> [DIRECTIVES]
A – Reproduce the financial statement notes word for word, from "The changes in" to "changes in estimates)".
B – Carry the financial statement notes on warranty liability and stock-based compensation forward from their final sentence.

> [PAGE EXTRACT]
= = =

NOTES TO CONSOLIDATED FINANCIAL STATEMENTS
(unaudited)

    The changes in the carrying amount of total product warranty liability for the three-month period ended December 31, 2004 were as follows:

         
(in millions)
       
Balance as of September 30, 2004
  $ 69.8  
Accruals for warranties issued during the period
    10.2  
Accruals related to pre-existing warranties (including changes in estimates)
    (0.6 )
Settlements made (in cash or in kind) during the period
    (10.9 )
Currency translation
    2.6  
 
     
Balance as of December 31, 2004
  $ 71.1  
 
     

5.   Stock-Based Compensation – Stock Options

    Effective October 1, 2002, the Company voluntarily adopted the fair value recognition provisions of SFAS No. 123, “Accounting for Stock-Based Compensation” and adopted the disclosure requirements of SFAS No. 148, “Accounting for Stock-Based Compensation-Transition and Disclosure – an amendment of FAS 123.” In accordance with SFAS No. 148, the Company has adopted the fair value recognition provisions on a prospective basis and, accordingly, the expense recognized in the three-month period ended December 31, 2004 represents a pro rata portion of the fiscal 2005, 2004 and 2003 grants which are earned over a three-year vesting period.

= = =

> [RECORDS PROVIDED]
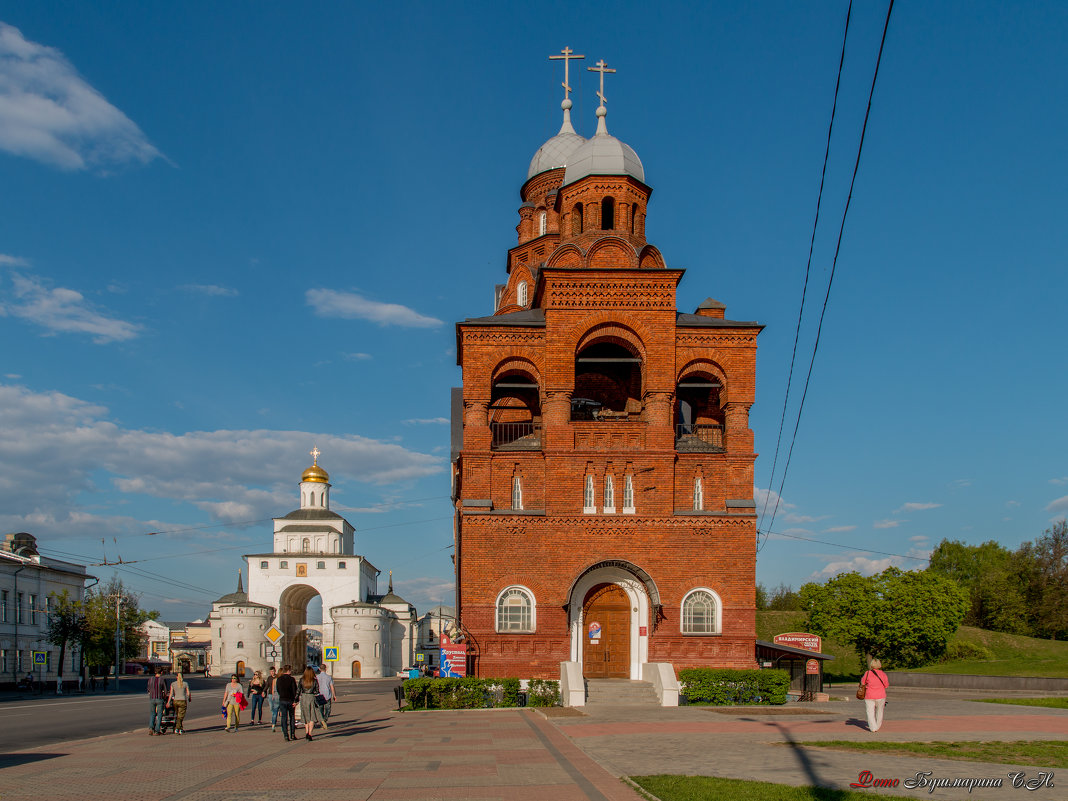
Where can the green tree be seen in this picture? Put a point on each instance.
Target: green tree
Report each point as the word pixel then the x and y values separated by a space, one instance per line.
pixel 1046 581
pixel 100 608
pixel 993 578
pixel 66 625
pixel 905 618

= = =

> [ANSWERS FOR THE EXERCISE]
A –
The changes in the carrying amount of total product warranty liability for the three-month period ended December 31, 2004 were as follows:

         
(in millions)
       
Balance as of September 30, 2004
  $ 69.8  
Accruals for warranties issued during the period
    10.2  
Accruals related to pre-existing warranties (including changes in estimates)

B –
    The following table illustrates the pro forma effect on net income and earnings per share as if the fair value based method had been applied to all outstanding and unvested awards in each period:

                 
    Three Months  
    Ended December 31,  
(in millions)   2004     2003  
Net income, as reported
  $ 168.4     $ 164.5  
Add: Stock-based employee compensation expense included in reported net income, net of related tax effects
    3.4       3.6  
Deduct: Total stock-based employee compensation expense determined under fair value based method for all awards, net of related tax effects
    (4.7 )     (5.5 )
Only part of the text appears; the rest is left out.